- **Your objective**: How many lines of the material below contain the string "neon"? Case matters, and your reply should be only the number.

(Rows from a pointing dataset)
>>>
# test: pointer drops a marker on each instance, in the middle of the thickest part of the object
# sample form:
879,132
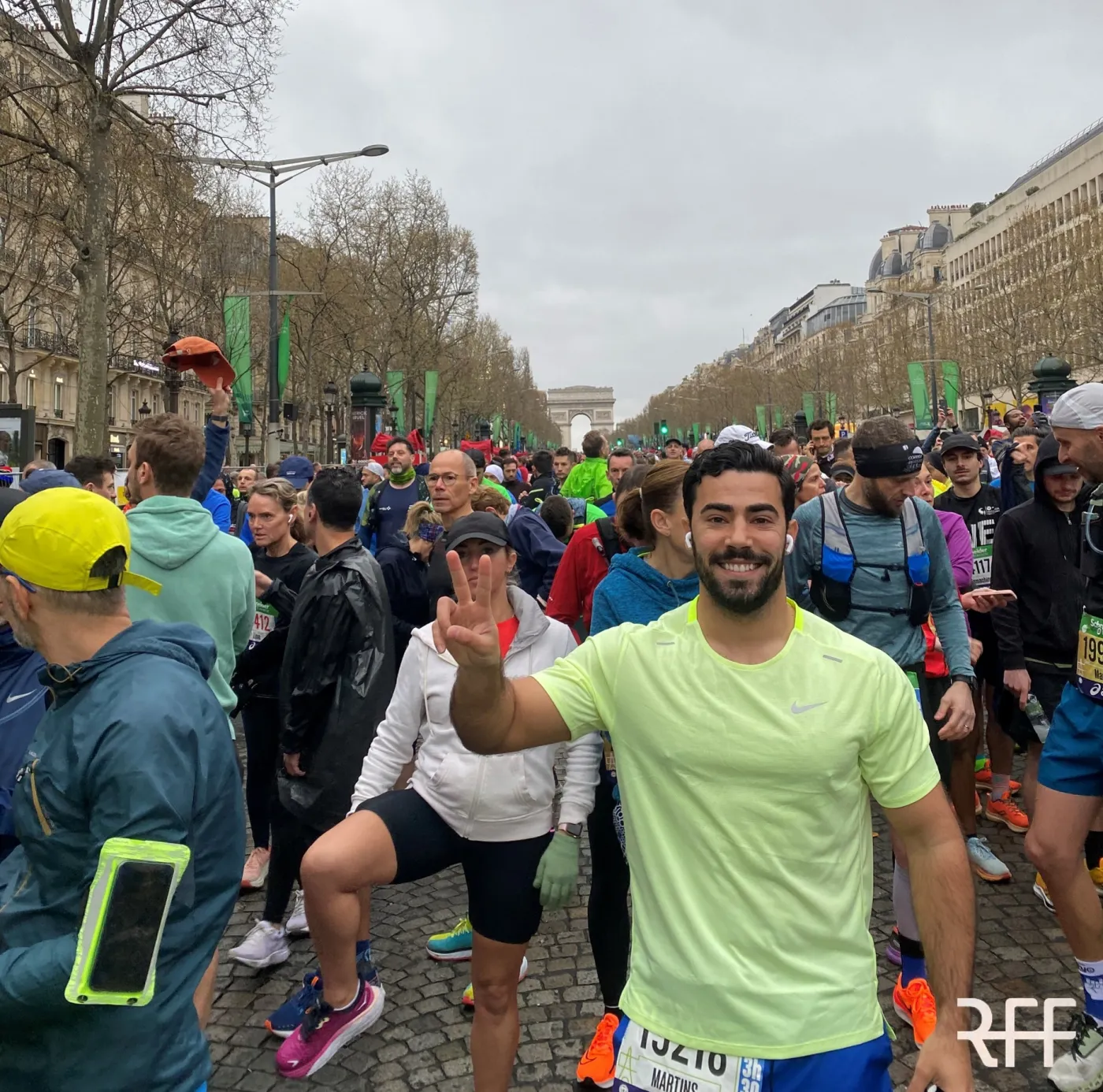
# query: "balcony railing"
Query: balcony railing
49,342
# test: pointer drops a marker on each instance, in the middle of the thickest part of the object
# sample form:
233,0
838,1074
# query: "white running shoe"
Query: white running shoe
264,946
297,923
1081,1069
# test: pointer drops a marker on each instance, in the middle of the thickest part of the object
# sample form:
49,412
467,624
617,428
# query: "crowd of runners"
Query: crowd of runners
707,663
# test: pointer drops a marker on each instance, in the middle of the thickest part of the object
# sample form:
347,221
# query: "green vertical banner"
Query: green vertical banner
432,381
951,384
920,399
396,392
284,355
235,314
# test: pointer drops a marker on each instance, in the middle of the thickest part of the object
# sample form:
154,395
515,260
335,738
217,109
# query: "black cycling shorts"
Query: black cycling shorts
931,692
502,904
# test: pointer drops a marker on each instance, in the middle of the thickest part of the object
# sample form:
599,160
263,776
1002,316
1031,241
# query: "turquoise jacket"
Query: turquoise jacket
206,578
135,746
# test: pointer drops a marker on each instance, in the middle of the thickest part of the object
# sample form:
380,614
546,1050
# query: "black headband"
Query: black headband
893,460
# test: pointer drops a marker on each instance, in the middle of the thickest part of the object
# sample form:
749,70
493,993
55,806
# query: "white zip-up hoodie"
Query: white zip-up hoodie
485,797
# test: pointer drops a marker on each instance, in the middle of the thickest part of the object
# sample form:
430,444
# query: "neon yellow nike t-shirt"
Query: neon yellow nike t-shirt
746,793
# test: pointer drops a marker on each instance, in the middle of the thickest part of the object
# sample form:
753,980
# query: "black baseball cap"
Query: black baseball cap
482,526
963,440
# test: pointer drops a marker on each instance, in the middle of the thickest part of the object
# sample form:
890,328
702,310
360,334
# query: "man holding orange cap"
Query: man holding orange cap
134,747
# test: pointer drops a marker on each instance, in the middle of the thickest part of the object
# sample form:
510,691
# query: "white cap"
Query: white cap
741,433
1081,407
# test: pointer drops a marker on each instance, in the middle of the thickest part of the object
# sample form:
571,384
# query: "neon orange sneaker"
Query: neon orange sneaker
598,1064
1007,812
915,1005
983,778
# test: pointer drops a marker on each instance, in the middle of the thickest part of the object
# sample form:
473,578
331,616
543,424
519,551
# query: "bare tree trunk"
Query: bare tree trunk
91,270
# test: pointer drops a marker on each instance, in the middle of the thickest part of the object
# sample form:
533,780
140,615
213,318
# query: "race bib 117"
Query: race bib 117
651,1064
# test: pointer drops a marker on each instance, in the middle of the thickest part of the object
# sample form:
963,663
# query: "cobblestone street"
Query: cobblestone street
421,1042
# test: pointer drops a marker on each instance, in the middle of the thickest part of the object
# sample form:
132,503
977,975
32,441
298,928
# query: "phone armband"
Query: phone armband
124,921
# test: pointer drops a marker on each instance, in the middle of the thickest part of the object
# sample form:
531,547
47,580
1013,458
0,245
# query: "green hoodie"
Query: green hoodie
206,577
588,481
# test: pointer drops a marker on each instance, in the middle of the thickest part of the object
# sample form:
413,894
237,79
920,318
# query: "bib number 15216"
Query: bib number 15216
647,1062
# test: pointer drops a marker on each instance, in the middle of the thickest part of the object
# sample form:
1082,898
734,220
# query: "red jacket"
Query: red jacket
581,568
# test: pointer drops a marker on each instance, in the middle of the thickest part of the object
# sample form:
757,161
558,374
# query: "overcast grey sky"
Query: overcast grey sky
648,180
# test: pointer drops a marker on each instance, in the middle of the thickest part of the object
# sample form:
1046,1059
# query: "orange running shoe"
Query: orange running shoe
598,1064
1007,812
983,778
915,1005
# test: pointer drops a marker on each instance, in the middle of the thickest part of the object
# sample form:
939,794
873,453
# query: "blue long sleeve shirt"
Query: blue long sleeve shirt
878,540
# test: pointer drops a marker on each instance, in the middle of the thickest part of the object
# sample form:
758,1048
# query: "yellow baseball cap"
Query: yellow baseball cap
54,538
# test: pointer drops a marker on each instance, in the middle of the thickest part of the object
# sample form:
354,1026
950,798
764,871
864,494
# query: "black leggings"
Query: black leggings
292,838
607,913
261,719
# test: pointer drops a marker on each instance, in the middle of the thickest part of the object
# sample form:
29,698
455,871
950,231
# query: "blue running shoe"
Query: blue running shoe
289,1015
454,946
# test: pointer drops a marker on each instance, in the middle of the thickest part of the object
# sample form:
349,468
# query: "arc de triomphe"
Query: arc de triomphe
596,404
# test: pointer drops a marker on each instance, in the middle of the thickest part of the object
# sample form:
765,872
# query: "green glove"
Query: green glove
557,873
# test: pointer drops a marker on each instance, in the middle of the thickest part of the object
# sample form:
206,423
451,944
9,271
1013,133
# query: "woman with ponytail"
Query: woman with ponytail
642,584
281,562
<<<
- **Full output**: 4